WHAT YOU NEED TO DO ->
Across the records below, report how many lines include the word "scissors", stating the number alone.

⟨

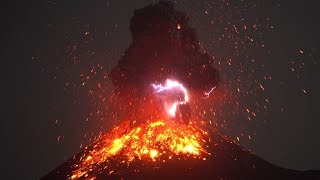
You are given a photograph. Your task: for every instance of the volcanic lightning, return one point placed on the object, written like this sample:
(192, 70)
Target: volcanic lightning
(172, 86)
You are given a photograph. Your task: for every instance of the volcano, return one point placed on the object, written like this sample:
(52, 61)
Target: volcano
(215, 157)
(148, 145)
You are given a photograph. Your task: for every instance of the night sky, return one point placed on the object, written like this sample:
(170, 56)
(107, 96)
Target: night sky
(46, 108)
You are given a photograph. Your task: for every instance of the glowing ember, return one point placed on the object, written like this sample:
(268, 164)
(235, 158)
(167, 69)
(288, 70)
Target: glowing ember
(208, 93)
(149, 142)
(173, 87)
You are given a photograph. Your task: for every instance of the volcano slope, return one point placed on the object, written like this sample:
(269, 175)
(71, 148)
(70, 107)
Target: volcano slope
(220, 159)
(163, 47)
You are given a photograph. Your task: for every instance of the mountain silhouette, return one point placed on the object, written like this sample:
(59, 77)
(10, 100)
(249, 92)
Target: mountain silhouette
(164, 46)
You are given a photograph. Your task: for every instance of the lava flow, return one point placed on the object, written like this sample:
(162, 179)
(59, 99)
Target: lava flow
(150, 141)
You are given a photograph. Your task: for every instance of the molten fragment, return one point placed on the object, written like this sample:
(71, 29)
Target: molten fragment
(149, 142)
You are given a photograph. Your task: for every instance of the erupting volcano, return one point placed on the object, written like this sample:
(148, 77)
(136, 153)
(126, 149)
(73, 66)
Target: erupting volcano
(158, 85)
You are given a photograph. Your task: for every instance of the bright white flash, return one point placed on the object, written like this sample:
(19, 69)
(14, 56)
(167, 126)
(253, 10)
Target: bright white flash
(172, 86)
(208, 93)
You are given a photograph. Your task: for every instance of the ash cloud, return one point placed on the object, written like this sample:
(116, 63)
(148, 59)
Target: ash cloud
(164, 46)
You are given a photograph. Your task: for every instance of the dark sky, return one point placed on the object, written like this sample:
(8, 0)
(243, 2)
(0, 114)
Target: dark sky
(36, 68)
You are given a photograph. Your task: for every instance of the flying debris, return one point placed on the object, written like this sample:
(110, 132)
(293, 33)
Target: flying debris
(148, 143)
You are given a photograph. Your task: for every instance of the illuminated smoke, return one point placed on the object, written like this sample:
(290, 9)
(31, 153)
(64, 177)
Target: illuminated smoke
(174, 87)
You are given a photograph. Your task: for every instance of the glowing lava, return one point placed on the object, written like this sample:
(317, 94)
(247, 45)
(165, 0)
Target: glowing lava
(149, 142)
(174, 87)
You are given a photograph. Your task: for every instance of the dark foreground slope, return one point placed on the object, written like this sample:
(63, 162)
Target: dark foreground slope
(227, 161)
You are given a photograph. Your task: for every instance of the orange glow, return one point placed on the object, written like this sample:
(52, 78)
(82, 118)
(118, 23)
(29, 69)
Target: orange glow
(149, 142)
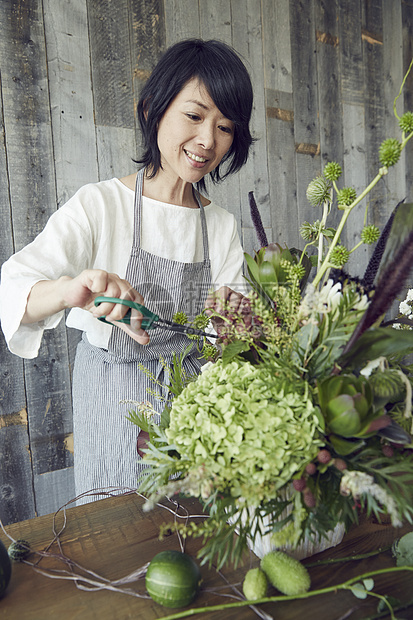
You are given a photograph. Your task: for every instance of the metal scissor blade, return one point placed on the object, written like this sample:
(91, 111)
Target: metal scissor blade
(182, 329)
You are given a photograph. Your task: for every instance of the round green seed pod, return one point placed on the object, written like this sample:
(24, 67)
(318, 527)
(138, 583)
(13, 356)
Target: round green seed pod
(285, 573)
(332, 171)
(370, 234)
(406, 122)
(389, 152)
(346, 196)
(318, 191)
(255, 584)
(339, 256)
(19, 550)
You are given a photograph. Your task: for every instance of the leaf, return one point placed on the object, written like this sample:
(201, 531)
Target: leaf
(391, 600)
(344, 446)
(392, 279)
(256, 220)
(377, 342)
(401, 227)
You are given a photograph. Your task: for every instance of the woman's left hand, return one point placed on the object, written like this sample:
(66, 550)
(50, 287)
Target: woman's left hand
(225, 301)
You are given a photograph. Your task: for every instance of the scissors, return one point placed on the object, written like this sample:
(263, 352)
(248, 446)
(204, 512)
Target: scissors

⟩

RESPONSE ->
2